TEXT EXCERPT:
We all have different personal comfort preferences. The older we become, the warmer we typically like the temperature to be.
Energy usage is another matter. Most folks realize that the warmer we set the thermostat in the winter, the higher our heating bills will be. And the cooler we set it in the summer, the higher our cooling bills will be. In both cases we’re making the system run longer. Our home is our castle, but we must remember that our castle is merely a box in the huge outdoor environment that is seldom the same temperature as the inside of our house. Heat moves from hot to cold. And the greater the difference between the two temperatures there is, the faster it moves. Therefore, the greater the difference between the indoor and outdoor temperatures is, the more energy it takes to keep the house at a given temperature.
In the winter, we keep our houses warmer than the outside temperatures. So we have “heat loss” from the house to the outdoors.
In the summer, we keep our houses cooler than the outside temperatures. So we have “heat gain” from the outdoors to the indoors.
How does a conventional thermostat work?
The conventional thermostat’s job is to attempt to make the heating or cooling system run long enough to maintain a certain temperature in the house as heat is being lost from the house in the winter or gained into the house in the summer. It does this in an automatic manner, by sensing the air temperature at the thermostat and turning on or off the system to try to maintain the temperature we have it set to maintain.

RAW DATA:
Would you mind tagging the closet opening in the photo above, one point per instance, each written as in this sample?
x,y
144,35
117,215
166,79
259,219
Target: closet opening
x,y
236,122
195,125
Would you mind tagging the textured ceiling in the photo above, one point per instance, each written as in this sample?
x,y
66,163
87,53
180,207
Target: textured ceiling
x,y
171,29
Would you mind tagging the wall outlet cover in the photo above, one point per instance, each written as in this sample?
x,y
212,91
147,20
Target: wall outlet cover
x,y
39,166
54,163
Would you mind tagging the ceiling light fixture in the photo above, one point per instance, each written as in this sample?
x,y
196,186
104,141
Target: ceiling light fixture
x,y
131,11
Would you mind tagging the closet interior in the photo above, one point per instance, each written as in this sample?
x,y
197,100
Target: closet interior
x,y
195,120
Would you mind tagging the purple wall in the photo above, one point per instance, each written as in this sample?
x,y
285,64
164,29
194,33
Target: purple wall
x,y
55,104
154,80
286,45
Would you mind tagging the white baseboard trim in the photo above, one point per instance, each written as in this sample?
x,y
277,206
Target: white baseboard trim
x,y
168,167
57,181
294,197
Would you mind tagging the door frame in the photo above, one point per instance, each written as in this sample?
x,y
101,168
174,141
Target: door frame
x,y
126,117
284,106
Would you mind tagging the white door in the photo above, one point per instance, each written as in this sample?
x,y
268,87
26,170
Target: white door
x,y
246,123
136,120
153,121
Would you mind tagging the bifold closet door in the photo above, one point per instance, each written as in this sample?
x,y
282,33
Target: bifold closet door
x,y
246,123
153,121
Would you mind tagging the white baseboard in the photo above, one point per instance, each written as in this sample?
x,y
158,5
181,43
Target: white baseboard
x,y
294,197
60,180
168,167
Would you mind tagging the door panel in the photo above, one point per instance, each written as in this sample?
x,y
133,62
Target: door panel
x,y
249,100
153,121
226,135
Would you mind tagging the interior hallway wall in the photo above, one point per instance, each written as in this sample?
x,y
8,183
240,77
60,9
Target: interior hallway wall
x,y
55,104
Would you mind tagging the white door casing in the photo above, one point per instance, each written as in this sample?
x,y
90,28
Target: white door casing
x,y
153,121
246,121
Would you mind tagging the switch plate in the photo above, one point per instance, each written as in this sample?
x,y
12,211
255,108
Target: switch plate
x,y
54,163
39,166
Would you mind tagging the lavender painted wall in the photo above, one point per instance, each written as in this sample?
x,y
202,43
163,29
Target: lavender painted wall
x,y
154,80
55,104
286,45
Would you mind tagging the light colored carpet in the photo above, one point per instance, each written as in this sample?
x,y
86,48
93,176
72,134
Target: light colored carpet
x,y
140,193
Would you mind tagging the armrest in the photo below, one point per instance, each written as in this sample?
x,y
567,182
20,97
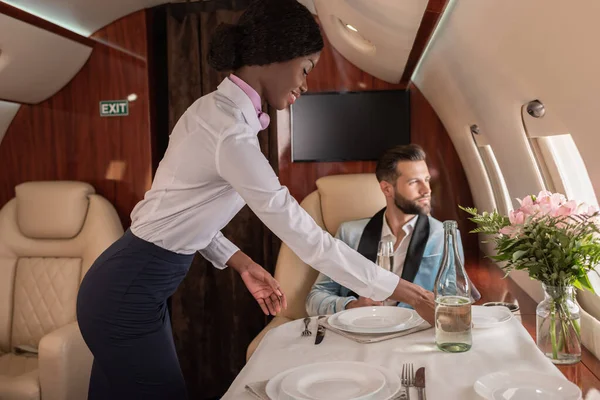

EXERCISE SET:
(1) Answer these questions from the thermostat text:
(a) As we get older, how do we typically like the temperature to be?
(b) What term does it use for heat moving from the house to the outdoors in winter?
(c) What does a conventional thermostat sense in order to turn the system on or off?
(2) Edit the thermostat text starting at "Energy usage is" and ending at "to the outdoors.", putting "fortress" wherever "castle" appears.
(3) Does each statement agree with the thermostat text? Answer yes or no and quote the words that decide it.
(a) Heat moves from cold to hot.
(b) In the summer, we keep our houses cooler than the outside temperatures.
(c) Setting the thermostat cooler in the summer lowers cooling bills.

ANSWERS IN ORDER:
(1)
(a) Warmer.
(b) "Heat loss."
(c) The air temperature at the thermostat.

(2)
Energy usage is another matter. Most folks realize that the warmer we set the thermostat in the winter, the higher our heating bills will be. And the cooler we set it in the summer, the higher our cooling bills will be. In both cases we’re making the system run longer. Our home is our fortress, but we must remember that our fortress is merely a box in the huge outdoor environment that is seldom the same temperature as the inside of our house. Heat moves from hot to cold. And the greater the difference between the two temperatures there is, the faster it moves. Therefore, the greater the difference between the indoor and outdoor temperatures is, the more energy it takes to keep the house at a given temperature.
In the winter, we keep our houses warmer than the outside temperatures. So we have “heat loss” from the house to the outdoors.

(3)
(a) No: "Heat moves from hot to cold."
(b) Yes: "In the summer, we keep our houses cooler than the outside temperatures."
(c) No: "And the cooler we set it in the summer, the higher our cooling bills will be."